--- MATERIAL FOR THE TASK Enclosed Below ---

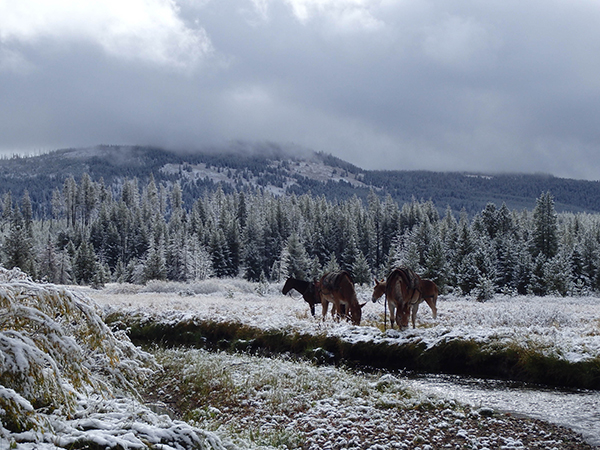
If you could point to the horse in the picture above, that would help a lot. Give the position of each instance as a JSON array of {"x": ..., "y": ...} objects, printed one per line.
[
  {"x": 306, "y": 288},
  {"x": 429, "y": 293},
  {"x": 338, "y": 288},
  {"x": 402, "y": 292}
]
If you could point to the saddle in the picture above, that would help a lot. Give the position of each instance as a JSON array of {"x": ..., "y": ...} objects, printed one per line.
[
  {"x": 412, "y": 279},
  {"x": 333, "y": 280}
]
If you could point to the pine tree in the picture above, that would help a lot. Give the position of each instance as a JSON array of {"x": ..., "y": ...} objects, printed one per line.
[
  {"x": 154, "y": 268},
  {"x": 219, "y": 253},
  {"x": 361, "y": 270},
  {"x": 545, "y": 232},
  {"x": 85, "y": 264},
  {"x": 18, "y": 246},
  {"x": 295, "y": 259}
]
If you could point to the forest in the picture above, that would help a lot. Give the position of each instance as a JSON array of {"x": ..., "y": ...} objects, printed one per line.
[{"x": 142, "y": 232}]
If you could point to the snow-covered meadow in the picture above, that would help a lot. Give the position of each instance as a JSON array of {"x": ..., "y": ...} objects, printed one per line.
[
  {"x": 92, "y": 375},
  {"x": 565, "y": 327}
]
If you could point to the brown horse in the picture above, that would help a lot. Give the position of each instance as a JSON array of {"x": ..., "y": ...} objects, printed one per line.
[
  {"x": 429, "y": 293},
  {"x": 401, "y": 290},
  {"x": 306, "y": 288},
  {"x": 338, "y": 288}
]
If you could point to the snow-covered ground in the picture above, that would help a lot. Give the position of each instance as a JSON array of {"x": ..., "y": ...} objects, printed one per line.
[
  {"x": 87, "y": 365},
  {"x": 567, "y": 327}
]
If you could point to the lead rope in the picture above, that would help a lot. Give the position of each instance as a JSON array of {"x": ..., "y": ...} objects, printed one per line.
[{"x": 385, "y": 314}]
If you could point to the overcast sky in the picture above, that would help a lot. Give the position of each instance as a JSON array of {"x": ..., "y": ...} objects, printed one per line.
[{"x": 480, "y": 85}]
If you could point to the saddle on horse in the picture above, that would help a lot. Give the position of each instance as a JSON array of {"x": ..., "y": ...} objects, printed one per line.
[{"x": 332, "y": 281}]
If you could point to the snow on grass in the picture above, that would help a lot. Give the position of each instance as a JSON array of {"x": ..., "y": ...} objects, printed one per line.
[
  {"x": 563, "y": 327},
  {"x": 68, "y": 381},
  {"x": 266, "y": 403}
]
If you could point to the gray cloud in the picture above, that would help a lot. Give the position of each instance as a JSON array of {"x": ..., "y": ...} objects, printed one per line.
[{"x": 482, "y": 86}]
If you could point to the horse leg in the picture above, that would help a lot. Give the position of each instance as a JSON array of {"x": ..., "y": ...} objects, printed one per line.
[
  {"x": 392, "y": 308},
  {"x": 431, "y": 301},
  {"x": 415, "y": 308},
  {"x": 325, "y": 306}
]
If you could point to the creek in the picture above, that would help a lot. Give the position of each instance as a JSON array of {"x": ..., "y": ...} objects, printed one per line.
[{"x": 577, "y": 409}]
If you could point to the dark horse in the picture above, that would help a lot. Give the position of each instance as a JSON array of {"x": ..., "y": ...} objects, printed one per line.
[
  {"x": 429, "y": 292},
  {"x": 402, "y": 291},
  {"x": 338, "y": 288},
  {"x": 306, "y": 288}
]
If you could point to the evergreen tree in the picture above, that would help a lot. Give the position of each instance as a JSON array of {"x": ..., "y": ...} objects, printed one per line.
[
  {"x": 18, "y": 246},
  {"x": 85, "y": 264},
  {"x": 154, "y": 268},
  {"x": 545, "y": 231},
  {"x": 295, "y": 259},
  {"x": 361, "y": 270},
  {"x": 219, "y": 253}
]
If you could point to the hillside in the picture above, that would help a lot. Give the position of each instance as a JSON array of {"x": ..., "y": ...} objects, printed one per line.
[{"x": 284, "y": 170}]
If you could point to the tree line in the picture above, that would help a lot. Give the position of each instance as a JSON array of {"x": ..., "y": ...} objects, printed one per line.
[{"x": 136, "y": 233}]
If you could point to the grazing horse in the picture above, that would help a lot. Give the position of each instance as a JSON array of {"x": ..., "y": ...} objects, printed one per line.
[
  {"x": 402, "y": 292},
  {"x": 429, "y": 292},
  {"x": 306, "y": 288},
  {"x": 338, "y": 288}
]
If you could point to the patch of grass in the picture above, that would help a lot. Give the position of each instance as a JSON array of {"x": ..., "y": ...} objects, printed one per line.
[{"x": 519, "y": 361}]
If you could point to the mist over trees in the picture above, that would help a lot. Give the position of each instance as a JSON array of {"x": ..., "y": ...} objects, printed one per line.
[{"x": 139, "y": 233}]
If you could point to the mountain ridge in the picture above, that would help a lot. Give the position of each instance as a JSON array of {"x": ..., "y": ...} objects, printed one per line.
[{"x": 284, "y": 170}]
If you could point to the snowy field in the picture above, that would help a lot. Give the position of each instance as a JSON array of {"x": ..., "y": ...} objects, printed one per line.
[
  {"x": 53, "y": 343},
  {"x": 567, "y": 327}
]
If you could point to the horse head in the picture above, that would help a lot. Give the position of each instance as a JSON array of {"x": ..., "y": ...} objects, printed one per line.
[{"x": 378, "y": 289}]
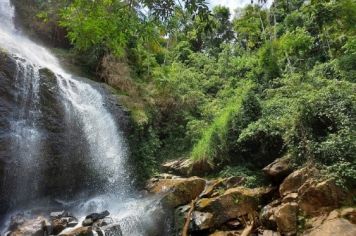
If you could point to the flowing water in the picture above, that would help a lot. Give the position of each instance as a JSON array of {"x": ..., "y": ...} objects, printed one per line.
[{"x": 98, "y": 162}]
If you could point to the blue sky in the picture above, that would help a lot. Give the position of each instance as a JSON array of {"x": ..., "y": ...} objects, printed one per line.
[{"x": 232, "y": 4}]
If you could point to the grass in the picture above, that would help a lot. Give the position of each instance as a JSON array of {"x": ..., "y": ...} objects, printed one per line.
[{"x": 213, "y": 143}]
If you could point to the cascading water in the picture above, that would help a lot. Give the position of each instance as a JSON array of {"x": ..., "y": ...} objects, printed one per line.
[{"x": 97, "y": 166}]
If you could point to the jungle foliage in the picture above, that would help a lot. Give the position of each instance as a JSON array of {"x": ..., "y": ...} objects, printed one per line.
[{"x": 229, "y": 89}]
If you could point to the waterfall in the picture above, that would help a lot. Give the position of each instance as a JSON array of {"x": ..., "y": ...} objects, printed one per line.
[{"x": 98, "y": 163}]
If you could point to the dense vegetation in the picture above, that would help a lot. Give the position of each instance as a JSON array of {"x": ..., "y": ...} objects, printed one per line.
[{"x": 234, "y": 91}]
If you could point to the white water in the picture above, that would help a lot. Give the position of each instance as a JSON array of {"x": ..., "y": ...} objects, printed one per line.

--- End of Enclosed MATERIAL FOR THE TASK ---

» **WHAT THE EXERCISE ASKS**: An exact copy of the entries above, with no pictures, is the required answer.

» **TASK SOLUTION**:
If you could point to the horse in the picture above, that would help a lot. Give the position of each instance as a JSON array of {"x": ..., "y": ...} objects, printed one per line.
[
  {"x": 306, "y": 288},
  {"x": 429, "y": 293},
  {"x": 338, "y": 288},
  {"x": 402, "y": 292}
]
If you could point to the saddle in the picture above, that would help a lot. Give the position of each instance as a JSON array of {"x": ..., "y": ...} objects, printed one per line.
[
  {"x": 412, "y": 279},
  {"x": 333, "y": 280}
]
If you could point to the pine tree in the picture above, that would help a lot. Give the position of each instance as a JSON array of {"x": ..., "y": ...} objects, printed one per line.
[
  {"x": 154, "y": 268},
  {"x": 219, "y": 253},
  {"x": 361, "y": 270},
  {"x": 545, "y": 232},
  {"x": 85, "y": 264},
  {"x": 18, "y": 246},
  {"x": 295, "y": 259}
]
If you could point to the forest in the picture above, that would help a lot. Give the position of each instance as a JSON array of {"x": ..., "y": ...} objects, printed one per line.
[{"x": 142, "y": 232}]
If you could point to the snow-covered meadow in the picture above, that would help a lot. Give the position of each instance as a JSON array of {"x": ..., "y": ...} objects, printed one per line.
[
  {"x": 92, "y": 375},
  {"x": 565, "y": 327}
]
If you could point to the brown horse in the picture above, that would help a lot. Give the position of each instance as a JSON array of {"x": ..., "y": ...} objects, printed one per line.
[
  {"x": 429, "y": 293},
  {"x": 401, "y": 290},
  {"x": 306, "y": 288},
  {"x": 338, "y": 288}
]
If you could point to the snow-covered ground in the picture above, that would help a lot. Give the position of each instance as a JSON array of {"x": ..., "y": ...} objects, printed one per line.
[
  {"x": 87, "y": 365},
  {"x": 567, "y": 327}
]
If you could point to the lead rope in the picture above, that would help a lot. Give the position of each instance as a JSON array of {"x": ..., "y": ...} objects, printed one per line.
[{"x": 385, "y": 314}]
If you could point to the overcast sky in the picture above, that would help a lot. Give the position of each instance as a JSON array of {"x": ..., "y": ...} objects, printed one per line.
[{"x": 480, "y": 85}]
If you could point to the saddle on horse in the picture above, that would help a lot. Give the position of each instance as a JSON array of {"x": ..., "y": ...} objects, printed one per line.
[{"x": 332, "y": 281}]
If you could point to the snow on grass in the picture above, that would help a lot. Give the position of each instance as a JSON array of {"x": ..., "y": ...} objects, printed one per line.
[
  {"x": 563, "y": 327},
  {"x": 68, "y": 381},
  {"x": 266, "y": 403}
]
If you could point to the gray cloud in the picture above, that would help a lot. Give the position of each instance as a JSON array of {"x": ..., "y": ...} objects, printed one per line.
[{"x": 482, "y": 86}]
If you could point to the horse leg in the picture above, that would help a lot. Give the position of each instance as a JSON array of {"x": ..., "y": ...} objects, printed one per line.
[
  {"x": 392, "y": 308},
  {"x": 431, "y": 301},
  {"x": 415, "y": 308},
  {"x": 325, "y": 306}
]
If you could point to the creek in the picture above, that would help a lot. Give the position of each instance as a JSON array of {"x": ..., "y": ...} objects, printed one per line.
[{"x": 577, "y": 409}]
If you could point to the dark horse in the picture above, that would help a lot. Give the position of each instance as a JSON array of {"x": ..., "y": ...} objects, printed one per line.
[
  {"x": 429, "y": 292},
  {"x": 402, "y": 291},
  {"x": 338, "y": 288},
  {"x": 306, "y": 288}
]
If you could point to the evergreen tree in the picture above, that would help a lot. Give the position of each instance as a JSON array of {"x": ..., "y": ...} objects, printed one per line.
[
  {"x": 18, "y": 246},
  {"x": 85, "y": 264},
  {"x": 154, "y": 268},
  {"x": 545, "y": 231},
  {"x": 295, "y": 259},
  {"x": 361, "y": 270},
  {"x": 219, "y": 253}
]
If you could point to the hillside in the picture above, that would help a lot. Give the position of each instance as a JSON array of {"x": ..., "y": ...} objects, printed one per line.
[{"x": 284, "y": 170}]
If you could point to the tree line in the picture above, that would help a lot. Give the position of each instance as a JSON array of {"x": ..., "y": ...} objects, printed one per line.
[{"x": 136, "y": 233}]
If you could point to the grazing horse in the picture above, that would help a lot. Give the position of each instance as a JSON array of {"x": ..., "y": ...} objects, printed one per line.
[
  {"x": 402, "y": 292},
  {"x": 429, "y": 292},
  {"x": 306, "y": 288},
  {"x": 338, "y": 288}
]
If you could point to the patch of grass in the picture above, that would help a lot. Give the position of each instance as a JSON array of {"x": ..., "y": ...} objects, printed one per line.
[{"x": 519, "y": 361}]
If you could point to the mist over trees in the picture above, that would help a lot. Give the position of each instance as a JSON array of {"x": ..., "y": ...} objects, printed one per line.
[{"x": 139, "y": 233}]
If you could point to the mountain ridge in the picture above, that would help a lot. Give the position of each instance as a JSON array of {"x": ..., "y": ...} objects, printed one per line.
[{"x": 284, "y": 170}]
If you could point to the snowy field in the picture above, that would help a lot. Give the position of each instance as a JSON array of {"x": ..., "y": ...} objects, printed one per line.
[
  {"x": 53, "y": 343},
  {"x": 567, "y": 327}
]
If you could point to the horse head in the picture above, that would help a lot. Give the position of each instance as a JSON array of {"x": ..., "y": ...} objects, printed one per line.
[{"x": 378, "y": 289}]
If you could point to the flowing water in the picture above, that would help a lot. Give the position of each instance as a JSON array of {"x": ..., "y": ...} objects, printed one per line.
[{"x": 98, "y": 162}]
If you could point to the blue sky in the picture above, that would help a lot. Give the position of each instance as a JSON array of {"x": ..., "y": ...} objects, printed one per line.
[{"x": 232, "y": 4}]
If you could point to the grass in the picture above, that would help a lot. Give the position of each instance as a JSON array of {"x": ..., "y": ...} objects, printed one per line.
[{"x": 213, "y": 143}]
If you could point to the cascading water in the picture above, that would help a lot. Give the position of each instance as a JSON array of {"x": ..., "y": ...} objects, printed one per line.
[{"x": 97, "y": 166}]
If you could point to the jungle foliage in the picture above, that would help a lot. Give the position of each instance as a JSON array of {"x": ..., "y": ...} objects, printed one per line.
[{"x": 229, "y": 89}]
If you could point to the waterfall in the picture above, that would help a lot. Give the position of each instance as a JSON array of {"x": ..., "y": ...} objects, printed one per line.
[{"x": 98, "y": 163}]
If you could point to the dense vegetation in the picture above, that would help a lot. Give the position of each instance as a JSON array of {"x": ..., "y": ...} objects, printed one per line.
[{"x": 234, "y": 91}]
If you could point to the white water in the picture above, that would help a lot. Give the position of each instance as a JSON array of {"x": ..., "y": ...} objects, printed one per line.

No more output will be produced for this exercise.